Source material:
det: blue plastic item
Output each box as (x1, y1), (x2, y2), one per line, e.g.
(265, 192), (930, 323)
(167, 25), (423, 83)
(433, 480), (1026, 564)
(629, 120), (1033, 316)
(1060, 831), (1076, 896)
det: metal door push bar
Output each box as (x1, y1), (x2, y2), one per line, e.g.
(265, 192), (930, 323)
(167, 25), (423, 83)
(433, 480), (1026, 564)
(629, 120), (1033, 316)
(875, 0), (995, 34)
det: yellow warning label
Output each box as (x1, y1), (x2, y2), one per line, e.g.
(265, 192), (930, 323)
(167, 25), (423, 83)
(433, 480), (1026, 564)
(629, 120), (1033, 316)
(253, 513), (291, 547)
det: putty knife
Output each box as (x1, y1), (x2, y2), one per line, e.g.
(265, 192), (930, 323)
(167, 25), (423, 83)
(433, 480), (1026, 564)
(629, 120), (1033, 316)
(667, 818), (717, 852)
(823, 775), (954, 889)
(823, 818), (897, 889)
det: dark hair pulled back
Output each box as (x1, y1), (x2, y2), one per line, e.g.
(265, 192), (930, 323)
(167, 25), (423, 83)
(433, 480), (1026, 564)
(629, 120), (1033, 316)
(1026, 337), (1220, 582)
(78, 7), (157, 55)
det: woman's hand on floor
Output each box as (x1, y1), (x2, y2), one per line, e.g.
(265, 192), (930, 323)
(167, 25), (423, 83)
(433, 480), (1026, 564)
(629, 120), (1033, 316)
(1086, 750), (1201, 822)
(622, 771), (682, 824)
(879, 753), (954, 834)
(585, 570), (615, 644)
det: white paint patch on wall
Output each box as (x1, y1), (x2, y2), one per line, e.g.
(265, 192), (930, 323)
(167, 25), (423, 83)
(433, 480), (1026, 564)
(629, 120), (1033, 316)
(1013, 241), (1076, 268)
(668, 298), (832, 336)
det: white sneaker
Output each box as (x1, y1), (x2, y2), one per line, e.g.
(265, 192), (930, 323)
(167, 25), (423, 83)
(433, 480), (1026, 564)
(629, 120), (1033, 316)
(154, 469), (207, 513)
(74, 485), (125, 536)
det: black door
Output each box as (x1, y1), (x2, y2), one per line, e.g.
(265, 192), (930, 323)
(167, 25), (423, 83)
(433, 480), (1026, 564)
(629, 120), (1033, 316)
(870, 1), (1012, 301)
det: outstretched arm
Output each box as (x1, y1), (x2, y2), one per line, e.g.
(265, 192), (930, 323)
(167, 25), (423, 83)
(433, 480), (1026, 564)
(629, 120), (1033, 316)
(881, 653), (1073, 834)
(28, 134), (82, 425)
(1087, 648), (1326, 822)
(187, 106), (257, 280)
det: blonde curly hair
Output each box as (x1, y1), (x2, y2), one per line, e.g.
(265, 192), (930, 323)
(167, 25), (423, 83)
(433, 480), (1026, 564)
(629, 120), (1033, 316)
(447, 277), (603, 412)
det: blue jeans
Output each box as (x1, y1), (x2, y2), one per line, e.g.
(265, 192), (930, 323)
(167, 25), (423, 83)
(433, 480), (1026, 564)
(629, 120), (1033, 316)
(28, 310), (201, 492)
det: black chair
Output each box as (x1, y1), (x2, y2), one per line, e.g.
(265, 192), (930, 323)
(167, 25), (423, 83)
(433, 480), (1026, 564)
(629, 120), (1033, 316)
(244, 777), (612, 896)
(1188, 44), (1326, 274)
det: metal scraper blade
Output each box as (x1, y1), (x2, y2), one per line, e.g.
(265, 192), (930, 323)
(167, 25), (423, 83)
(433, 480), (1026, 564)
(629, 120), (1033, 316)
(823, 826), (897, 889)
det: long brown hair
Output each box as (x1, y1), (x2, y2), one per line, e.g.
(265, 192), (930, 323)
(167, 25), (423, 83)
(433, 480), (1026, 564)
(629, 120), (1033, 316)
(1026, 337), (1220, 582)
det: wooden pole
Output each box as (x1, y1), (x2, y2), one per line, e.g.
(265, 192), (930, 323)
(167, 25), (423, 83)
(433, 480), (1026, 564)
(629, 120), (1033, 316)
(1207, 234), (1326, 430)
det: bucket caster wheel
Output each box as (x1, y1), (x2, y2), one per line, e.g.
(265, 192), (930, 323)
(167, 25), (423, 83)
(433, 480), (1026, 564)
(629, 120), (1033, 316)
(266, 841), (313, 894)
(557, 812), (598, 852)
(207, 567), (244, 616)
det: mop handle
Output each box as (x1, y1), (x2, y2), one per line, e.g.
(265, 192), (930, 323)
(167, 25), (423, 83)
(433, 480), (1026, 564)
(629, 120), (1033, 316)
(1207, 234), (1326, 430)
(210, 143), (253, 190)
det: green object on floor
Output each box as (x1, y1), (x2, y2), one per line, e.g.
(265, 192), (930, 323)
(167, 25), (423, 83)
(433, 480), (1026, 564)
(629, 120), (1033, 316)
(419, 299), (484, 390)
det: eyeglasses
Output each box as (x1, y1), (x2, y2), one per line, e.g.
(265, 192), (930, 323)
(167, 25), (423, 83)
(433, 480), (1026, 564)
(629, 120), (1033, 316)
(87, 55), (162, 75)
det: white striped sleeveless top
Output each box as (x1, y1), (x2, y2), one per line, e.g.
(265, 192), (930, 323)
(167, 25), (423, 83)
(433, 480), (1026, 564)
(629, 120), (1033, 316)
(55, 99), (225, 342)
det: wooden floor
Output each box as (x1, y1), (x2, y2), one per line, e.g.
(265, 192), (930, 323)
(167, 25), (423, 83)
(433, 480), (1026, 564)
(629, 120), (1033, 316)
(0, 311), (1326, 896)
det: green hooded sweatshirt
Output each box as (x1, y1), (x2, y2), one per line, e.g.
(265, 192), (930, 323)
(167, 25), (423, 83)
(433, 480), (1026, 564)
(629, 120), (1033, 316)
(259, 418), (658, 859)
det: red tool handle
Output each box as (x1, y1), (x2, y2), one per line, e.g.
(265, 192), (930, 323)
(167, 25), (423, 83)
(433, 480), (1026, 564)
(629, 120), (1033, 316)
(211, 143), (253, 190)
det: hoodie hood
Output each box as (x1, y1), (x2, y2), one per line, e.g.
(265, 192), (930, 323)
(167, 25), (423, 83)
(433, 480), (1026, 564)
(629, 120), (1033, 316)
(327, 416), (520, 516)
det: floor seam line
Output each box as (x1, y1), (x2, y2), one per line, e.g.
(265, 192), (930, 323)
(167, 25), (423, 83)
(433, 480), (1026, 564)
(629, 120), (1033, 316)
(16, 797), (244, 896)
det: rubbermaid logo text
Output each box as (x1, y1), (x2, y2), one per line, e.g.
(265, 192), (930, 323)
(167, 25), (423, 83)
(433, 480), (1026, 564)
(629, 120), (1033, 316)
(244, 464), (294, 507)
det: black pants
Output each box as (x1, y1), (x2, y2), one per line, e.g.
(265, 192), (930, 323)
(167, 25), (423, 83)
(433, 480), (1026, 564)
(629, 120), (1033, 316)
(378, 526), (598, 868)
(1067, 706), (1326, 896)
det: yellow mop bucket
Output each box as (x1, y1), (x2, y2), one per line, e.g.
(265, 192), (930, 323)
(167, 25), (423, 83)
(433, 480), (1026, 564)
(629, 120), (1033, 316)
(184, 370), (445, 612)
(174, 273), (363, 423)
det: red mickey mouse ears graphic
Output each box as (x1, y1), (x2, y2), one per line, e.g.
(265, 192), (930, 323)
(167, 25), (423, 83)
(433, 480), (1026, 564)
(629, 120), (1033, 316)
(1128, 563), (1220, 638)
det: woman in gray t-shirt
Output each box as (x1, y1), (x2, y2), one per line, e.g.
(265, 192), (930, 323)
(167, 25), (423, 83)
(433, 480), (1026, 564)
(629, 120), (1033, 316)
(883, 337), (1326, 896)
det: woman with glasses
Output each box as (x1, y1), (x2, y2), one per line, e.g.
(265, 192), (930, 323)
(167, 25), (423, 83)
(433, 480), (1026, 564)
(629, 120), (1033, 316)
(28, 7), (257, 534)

Challenge:
Turn the lines above, from the start of the rows through the line containing "(1060, 831), (1076, 896)", into a numbered list, leaving out any blank lines.

The completed task:
1. det: blue plastic item
2. Output each box as (x1, y1), (x2, y2), one per line, e.g.
3. (265, 192), (930, 323)
4. (167, 25), (423, 83)
5. (433, 480), (1026, 564)
6. (629, 120), (1033, 316)
7. (1060, 831), (1076, 896)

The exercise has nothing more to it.